Instruction: Display each line of the material below that contains the string "hand", copying every such line in full. Treat case as significant.

Records for this exercise:
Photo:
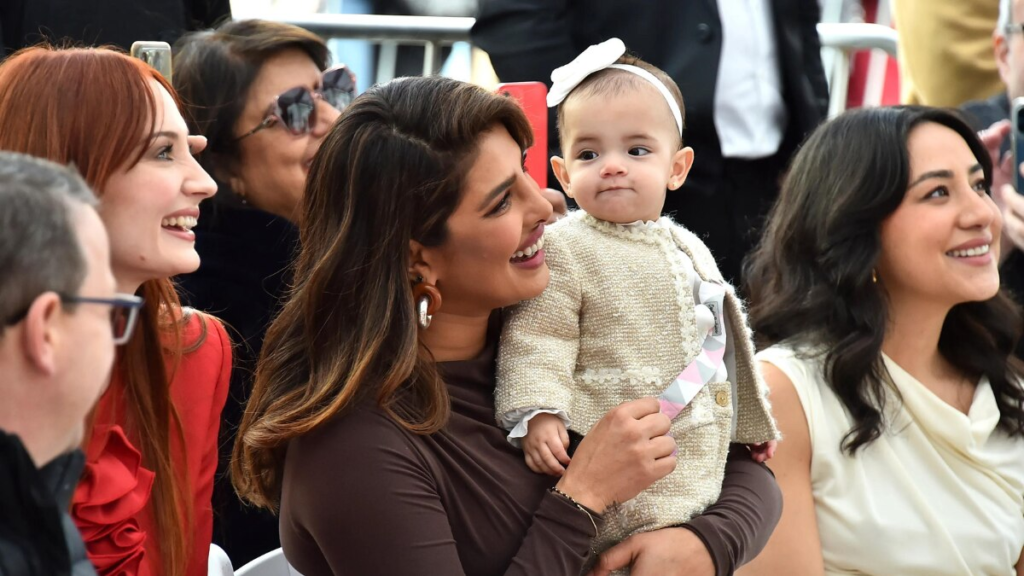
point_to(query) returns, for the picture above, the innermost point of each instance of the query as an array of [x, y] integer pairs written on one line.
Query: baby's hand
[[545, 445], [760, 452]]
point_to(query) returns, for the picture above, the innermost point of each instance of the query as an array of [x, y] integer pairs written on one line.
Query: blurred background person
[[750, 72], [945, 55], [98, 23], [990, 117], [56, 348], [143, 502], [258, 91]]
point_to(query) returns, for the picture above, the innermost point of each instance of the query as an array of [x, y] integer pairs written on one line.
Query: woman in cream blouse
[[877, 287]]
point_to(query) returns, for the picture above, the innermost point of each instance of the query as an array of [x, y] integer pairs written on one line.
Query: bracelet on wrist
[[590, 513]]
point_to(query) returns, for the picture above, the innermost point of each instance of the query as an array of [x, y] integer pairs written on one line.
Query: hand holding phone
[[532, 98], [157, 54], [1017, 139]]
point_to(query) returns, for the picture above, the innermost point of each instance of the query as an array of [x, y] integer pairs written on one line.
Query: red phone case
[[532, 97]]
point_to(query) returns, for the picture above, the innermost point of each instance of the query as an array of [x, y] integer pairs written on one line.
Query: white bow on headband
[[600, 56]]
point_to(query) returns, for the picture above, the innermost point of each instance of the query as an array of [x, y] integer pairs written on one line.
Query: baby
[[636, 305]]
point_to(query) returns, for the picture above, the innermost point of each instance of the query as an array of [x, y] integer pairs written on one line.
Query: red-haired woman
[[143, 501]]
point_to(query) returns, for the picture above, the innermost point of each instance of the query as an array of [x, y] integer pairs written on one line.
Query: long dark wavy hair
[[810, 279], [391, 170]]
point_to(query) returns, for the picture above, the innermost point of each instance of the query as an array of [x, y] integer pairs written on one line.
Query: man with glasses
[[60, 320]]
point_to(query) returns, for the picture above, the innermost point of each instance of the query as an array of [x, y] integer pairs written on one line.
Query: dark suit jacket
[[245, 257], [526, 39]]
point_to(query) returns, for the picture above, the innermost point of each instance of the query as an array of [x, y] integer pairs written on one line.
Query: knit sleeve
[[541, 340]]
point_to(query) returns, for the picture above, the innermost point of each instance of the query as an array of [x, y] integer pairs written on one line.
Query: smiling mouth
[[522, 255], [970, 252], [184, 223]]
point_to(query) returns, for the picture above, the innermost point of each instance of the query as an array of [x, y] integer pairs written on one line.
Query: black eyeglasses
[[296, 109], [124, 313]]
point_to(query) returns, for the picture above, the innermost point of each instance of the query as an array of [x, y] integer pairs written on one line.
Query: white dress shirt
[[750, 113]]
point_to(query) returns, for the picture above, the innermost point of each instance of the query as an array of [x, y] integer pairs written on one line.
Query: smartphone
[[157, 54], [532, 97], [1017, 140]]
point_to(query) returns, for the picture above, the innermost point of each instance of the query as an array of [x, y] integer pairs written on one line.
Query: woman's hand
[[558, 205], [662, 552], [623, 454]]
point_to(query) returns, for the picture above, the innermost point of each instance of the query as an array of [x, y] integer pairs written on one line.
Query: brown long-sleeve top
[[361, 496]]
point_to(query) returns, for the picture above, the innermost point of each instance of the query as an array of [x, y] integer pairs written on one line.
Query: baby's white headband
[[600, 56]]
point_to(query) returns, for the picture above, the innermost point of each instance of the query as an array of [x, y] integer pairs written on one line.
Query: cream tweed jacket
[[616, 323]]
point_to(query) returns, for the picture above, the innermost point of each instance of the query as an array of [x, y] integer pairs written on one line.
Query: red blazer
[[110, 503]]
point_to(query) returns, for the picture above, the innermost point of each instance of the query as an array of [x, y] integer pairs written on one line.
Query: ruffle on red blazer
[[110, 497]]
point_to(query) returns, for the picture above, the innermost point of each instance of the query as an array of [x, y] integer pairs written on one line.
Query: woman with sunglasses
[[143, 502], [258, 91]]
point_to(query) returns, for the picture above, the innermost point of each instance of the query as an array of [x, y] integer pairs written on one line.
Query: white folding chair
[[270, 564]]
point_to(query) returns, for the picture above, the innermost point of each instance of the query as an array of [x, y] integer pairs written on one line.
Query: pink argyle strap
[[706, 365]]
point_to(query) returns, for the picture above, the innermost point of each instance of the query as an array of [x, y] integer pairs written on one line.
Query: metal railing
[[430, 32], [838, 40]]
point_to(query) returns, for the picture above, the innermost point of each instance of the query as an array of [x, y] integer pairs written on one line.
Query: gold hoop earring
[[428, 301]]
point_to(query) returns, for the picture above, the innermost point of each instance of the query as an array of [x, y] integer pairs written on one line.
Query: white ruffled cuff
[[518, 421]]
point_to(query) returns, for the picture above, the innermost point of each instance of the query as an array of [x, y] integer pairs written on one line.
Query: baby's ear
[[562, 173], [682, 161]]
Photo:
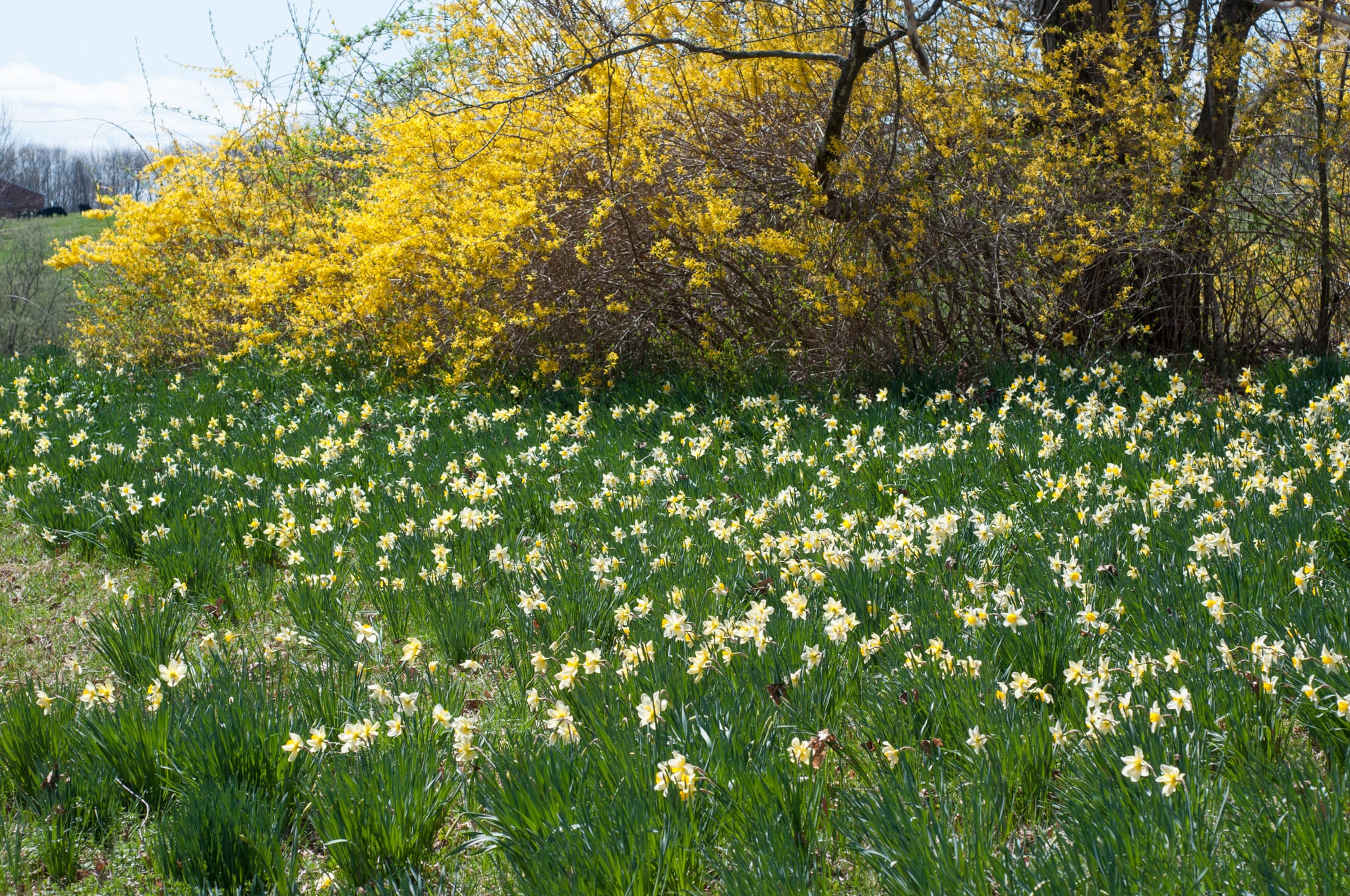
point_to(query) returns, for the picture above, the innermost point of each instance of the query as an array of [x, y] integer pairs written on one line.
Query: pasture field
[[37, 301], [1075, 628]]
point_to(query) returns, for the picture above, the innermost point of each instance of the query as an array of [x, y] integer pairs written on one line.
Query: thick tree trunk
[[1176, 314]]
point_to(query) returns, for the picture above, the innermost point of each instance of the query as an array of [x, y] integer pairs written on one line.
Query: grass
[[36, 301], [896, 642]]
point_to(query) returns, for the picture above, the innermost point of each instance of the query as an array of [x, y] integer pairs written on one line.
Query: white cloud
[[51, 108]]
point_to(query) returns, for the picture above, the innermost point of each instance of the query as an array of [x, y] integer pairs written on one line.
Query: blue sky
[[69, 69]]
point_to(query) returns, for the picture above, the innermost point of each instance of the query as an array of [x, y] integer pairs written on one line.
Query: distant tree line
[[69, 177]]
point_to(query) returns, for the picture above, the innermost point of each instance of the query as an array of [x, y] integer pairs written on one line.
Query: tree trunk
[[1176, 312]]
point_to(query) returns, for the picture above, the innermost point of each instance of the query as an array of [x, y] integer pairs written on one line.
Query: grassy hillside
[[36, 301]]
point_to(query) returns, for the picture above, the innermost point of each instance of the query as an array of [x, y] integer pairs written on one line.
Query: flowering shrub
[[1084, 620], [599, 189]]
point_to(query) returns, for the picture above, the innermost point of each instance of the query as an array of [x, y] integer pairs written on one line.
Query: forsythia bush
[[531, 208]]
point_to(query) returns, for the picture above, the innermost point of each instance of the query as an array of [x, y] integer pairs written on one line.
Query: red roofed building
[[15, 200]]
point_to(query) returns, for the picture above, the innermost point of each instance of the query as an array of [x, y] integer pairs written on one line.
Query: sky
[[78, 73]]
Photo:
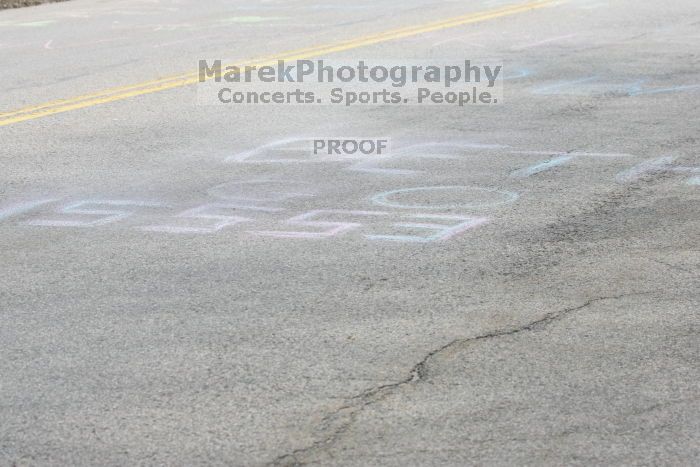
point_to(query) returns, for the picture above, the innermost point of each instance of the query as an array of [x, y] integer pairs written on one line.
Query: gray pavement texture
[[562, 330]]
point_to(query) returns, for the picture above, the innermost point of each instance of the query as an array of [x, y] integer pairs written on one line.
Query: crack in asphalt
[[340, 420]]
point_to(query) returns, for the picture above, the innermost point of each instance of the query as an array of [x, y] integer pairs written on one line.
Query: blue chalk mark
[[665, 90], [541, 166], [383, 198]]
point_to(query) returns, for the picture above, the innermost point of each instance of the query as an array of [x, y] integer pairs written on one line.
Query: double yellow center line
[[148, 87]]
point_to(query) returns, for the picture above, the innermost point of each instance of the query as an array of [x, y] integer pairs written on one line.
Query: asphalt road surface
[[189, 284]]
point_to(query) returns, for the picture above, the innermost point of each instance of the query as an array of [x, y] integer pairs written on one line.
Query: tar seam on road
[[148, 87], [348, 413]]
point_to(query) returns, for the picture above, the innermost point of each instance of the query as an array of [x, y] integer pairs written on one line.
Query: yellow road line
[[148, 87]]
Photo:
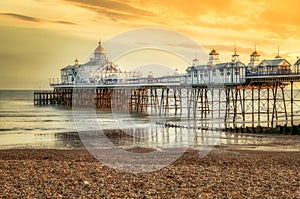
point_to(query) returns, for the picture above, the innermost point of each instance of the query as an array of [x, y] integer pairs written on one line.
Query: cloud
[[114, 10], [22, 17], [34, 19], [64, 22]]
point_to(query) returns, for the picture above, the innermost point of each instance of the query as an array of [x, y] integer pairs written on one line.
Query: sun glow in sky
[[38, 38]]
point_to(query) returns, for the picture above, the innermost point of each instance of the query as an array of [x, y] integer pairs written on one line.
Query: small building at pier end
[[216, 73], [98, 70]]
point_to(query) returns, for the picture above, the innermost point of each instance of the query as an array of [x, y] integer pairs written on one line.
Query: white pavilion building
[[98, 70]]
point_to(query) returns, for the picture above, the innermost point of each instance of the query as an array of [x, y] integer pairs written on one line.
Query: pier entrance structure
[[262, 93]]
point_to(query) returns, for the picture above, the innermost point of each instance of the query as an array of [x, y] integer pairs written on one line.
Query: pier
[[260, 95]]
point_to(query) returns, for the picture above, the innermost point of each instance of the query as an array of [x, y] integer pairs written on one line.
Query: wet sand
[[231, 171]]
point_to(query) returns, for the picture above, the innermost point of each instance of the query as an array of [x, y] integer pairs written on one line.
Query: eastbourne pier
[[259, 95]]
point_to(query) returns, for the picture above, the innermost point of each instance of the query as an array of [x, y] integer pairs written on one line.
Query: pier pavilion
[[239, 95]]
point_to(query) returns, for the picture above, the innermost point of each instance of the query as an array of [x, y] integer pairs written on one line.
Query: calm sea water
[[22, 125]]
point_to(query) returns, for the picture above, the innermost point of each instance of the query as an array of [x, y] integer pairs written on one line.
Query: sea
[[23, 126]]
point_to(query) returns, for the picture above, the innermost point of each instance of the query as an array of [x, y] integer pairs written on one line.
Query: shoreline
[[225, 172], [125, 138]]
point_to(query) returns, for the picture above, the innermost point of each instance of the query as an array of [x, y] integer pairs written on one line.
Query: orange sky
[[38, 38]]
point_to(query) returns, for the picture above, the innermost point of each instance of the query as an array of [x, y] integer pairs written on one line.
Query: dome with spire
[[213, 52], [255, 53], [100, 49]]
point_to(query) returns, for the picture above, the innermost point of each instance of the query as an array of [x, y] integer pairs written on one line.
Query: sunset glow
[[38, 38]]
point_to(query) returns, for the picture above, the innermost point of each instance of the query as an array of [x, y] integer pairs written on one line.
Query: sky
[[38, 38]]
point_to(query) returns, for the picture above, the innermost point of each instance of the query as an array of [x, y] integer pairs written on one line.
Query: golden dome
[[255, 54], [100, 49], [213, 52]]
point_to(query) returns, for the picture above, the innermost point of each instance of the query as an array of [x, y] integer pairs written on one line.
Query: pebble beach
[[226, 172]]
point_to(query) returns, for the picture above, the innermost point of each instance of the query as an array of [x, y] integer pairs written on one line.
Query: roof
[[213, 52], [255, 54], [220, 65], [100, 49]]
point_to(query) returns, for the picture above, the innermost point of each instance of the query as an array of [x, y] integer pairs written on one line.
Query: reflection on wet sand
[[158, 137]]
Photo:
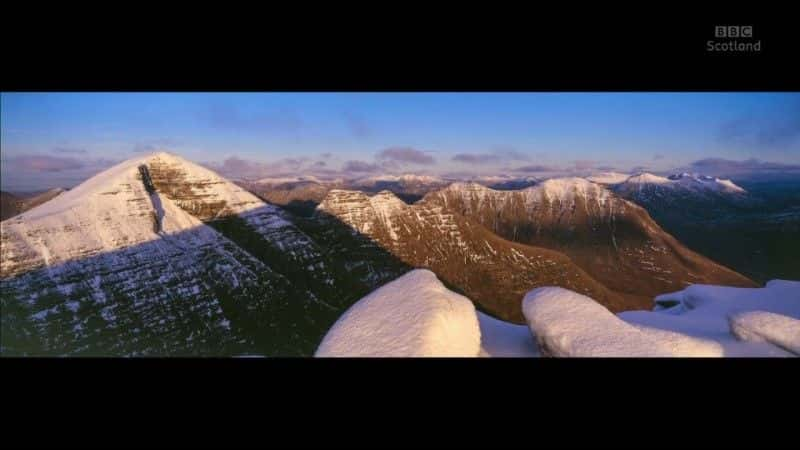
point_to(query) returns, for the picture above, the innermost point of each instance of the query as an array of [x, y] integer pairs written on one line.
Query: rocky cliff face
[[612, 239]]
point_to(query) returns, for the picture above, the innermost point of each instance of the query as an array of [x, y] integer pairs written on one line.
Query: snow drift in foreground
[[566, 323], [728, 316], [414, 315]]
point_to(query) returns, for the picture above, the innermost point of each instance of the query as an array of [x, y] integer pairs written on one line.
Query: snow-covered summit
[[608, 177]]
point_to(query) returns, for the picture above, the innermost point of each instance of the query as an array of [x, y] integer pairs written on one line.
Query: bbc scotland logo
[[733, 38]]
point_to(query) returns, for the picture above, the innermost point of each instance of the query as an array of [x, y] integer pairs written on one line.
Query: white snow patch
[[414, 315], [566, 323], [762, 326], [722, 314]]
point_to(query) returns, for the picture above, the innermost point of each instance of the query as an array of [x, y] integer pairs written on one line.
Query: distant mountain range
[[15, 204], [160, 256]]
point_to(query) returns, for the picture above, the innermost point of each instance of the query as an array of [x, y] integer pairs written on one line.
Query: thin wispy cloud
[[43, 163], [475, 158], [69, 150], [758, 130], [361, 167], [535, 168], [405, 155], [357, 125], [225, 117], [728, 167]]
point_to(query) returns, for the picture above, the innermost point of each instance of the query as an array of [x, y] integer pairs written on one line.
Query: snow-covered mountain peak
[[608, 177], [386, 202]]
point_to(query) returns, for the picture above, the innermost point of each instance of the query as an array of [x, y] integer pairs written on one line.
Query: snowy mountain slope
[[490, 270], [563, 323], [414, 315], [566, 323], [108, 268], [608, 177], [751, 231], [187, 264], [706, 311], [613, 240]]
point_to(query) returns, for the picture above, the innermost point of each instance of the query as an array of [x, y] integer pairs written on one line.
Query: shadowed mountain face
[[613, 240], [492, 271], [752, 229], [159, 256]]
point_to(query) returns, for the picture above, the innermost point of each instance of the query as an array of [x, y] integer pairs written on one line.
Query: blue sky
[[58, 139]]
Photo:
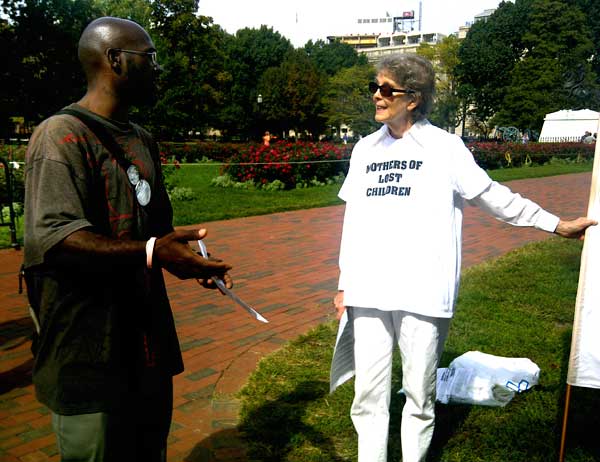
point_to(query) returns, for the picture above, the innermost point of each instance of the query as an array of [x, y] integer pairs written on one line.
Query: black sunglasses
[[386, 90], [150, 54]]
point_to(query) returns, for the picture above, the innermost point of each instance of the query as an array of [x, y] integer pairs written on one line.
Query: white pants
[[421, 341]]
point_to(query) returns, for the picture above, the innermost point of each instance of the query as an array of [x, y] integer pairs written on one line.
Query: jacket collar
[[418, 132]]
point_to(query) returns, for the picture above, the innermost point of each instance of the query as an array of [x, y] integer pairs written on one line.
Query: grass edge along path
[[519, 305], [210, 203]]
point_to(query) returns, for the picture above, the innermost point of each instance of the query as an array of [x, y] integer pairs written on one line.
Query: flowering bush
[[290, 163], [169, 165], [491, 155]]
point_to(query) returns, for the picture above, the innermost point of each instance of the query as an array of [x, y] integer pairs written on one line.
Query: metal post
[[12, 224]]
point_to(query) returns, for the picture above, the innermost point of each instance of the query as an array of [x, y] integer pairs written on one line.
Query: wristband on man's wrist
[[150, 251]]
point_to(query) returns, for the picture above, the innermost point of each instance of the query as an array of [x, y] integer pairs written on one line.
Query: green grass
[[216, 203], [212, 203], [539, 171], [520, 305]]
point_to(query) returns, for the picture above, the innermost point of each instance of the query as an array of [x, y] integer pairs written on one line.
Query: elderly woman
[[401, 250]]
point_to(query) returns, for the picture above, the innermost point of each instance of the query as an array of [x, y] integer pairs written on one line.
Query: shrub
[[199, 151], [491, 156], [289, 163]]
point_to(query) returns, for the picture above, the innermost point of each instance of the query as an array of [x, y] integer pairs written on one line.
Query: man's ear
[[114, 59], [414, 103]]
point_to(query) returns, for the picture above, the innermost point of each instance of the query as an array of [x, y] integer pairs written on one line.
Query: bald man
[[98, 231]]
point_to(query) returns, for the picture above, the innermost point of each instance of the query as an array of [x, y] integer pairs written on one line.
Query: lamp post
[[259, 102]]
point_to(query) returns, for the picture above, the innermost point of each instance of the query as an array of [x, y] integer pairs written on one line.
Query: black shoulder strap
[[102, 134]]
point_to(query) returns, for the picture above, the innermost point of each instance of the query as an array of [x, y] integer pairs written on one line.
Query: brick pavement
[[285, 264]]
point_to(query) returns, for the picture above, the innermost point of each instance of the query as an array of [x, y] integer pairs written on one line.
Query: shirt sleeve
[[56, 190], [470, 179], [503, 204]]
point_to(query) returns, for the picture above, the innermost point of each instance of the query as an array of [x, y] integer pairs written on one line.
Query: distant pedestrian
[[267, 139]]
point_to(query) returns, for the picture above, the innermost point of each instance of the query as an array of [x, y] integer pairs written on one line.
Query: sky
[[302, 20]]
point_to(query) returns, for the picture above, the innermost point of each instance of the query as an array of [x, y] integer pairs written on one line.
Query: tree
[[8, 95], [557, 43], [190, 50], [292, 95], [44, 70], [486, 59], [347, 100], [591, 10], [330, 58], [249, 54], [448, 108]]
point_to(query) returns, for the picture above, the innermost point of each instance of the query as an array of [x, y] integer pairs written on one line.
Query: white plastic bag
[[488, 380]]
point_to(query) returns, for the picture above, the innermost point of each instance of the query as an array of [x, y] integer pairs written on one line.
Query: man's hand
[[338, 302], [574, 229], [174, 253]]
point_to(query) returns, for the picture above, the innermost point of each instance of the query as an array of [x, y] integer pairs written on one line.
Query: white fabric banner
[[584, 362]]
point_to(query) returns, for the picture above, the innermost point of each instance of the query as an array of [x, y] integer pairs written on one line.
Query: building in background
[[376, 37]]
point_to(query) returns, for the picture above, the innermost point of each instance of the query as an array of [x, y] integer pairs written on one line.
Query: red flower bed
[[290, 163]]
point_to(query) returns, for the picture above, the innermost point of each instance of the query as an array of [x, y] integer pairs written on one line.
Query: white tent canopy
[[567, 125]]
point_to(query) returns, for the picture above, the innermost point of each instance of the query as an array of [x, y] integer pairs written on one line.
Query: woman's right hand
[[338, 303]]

The response:
Query: baby's hand
Query: hand holding phone
Query: woman's hand
Query: man's hand
Query: woman's right hand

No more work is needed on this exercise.